• **Records for the task**
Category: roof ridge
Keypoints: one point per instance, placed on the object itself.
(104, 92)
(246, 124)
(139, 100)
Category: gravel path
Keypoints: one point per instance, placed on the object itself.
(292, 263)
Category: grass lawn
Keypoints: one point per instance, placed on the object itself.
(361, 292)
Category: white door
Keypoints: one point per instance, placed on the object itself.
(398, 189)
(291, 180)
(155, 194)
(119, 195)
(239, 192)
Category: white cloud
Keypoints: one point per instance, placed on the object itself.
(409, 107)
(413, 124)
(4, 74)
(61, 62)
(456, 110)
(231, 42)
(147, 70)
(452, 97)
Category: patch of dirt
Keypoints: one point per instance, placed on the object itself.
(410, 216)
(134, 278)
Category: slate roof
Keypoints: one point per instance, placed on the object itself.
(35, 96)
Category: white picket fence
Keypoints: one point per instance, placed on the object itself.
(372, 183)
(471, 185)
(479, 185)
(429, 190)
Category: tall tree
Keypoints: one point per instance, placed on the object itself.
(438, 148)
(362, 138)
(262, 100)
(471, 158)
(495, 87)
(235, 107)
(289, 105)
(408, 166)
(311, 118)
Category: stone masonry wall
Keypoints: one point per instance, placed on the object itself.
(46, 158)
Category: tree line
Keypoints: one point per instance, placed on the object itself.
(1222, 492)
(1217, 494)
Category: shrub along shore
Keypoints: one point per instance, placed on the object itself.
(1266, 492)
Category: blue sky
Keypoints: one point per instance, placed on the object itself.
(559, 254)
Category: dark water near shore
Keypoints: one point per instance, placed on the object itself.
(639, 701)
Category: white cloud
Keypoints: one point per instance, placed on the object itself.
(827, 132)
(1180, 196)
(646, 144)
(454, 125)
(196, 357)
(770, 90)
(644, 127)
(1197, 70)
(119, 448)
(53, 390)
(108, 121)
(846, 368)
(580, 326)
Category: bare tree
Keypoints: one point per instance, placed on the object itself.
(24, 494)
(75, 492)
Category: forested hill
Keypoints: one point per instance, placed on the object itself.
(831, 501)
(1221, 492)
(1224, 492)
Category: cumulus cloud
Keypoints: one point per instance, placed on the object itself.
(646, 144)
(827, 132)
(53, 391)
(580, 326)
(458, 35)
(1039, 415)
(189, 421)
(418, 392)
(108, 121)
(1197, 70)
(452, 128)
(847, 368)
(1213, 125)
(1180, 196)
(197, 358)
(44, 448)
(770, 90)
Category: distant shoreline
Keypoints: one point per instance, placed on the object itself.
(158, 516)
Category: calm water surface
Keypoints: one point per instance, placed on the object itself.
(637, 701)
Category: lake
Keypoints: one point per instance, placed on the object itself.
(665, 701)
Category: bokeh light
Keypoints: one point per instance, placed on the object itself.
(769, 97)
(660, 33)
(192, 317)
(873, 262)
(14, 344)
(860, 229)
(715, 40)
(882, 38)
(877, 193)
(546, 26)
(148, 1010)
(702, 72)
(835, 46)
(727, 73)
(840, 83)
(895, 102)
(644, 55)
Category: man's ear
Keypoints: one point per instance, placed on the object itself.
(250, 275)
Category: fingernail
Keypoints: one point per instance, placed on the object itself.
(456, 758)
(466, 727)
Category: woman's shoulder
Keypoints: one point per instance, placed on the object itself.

• **Work to be completed**
Give the lines of the records above as a numbered list, starting with the line containing "Category: fingernail" and continuing through the last line of the records, both included. Leave out any blank lines.

• **Answer to the exercise**
1. Category: fingernail
2. Keypoints: one point per instance, placed on the object itself.
3. (456, 758)
4. (466, 727)
5. Category: woman's shoulder
6. Keypoints: one point per instance, placed on the object itself.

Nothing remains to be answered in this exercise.